▸ WRITTEN PROBLEM:
Put the lines of the records, from the line containing "Where can you see the rolled" through the end of the records, into a Markdown table with only those lines, blank lines omitted. Use two columns, Row for the row number and Line for the line.

Records from a collection
....................

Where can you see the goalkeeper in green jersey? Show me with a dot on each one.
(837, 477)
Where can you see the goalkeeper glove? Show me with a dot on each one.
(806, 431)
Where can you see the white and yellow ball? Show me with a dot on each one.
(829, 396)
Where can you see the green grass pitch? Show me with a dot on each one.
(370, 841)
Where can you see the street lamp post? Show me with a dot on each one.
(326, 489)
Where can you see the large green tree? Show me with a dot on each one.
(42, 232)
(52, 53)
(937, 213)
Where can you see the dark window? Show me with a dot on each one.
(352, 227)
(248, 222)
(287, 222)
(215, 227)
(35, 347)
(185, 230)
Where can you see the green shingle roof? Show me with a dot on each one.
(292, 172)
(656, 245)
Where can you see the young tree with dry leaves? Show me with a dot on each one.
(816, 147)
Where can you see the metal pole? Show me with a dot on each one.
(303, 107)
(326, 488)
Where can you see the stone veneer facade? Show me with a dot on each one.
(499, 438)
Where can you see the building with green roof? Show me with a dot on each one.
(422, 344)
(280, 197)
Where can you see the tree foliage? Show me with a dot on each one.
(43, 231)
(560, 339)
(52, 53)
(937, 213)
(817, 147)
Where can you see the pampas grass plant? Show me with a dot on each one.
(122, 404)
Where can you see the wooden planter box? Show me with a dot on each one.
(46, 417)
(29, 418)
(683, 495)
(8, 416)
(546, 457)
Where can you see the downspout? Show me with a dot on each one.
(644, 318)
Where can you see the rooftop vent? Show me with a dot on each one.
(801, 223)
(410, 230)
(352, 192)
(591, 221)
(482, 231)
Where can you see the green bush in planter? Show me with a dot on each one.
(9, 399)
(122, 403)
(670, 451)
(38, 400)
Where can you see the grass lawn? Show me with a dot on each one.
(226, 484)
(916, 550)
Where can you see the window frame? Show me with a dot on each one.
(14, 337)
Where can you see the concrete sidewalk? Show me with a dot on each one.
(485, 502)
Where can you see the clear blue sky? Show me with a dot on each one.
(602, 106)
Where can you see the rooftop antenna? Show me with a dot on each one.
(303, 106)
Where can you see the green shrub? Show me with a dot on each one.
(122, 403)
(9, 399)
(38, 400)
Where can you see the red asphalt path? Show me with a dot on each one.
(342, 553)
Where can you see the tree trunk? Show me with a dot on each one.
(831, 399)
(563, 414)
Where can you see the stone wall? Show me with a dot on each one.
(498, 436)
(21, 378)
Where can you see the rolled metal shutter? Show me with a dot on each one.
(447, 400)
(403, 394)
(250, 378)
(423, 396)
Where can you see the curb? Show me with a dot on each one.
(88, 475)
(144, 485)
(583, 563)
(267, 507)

....................

▸ EXERCISE RESPONSE:
| Row | Line |
|---|---|
| 1 | Where can you see the rolled metal shutter? Show me with a dot on each one. |
| 2 | (447, 400) |
| 3 | (403, 394) |
| 4 | (250, 378) |
| 5 | (423, 396) |
| 6 | Where can you see the curb? Show me with a dot on each one. |
| 7 | (88, 475) |
| 8 | (144, 485) |
| 9 | (583, 563) |
| 10 | (267, 507) |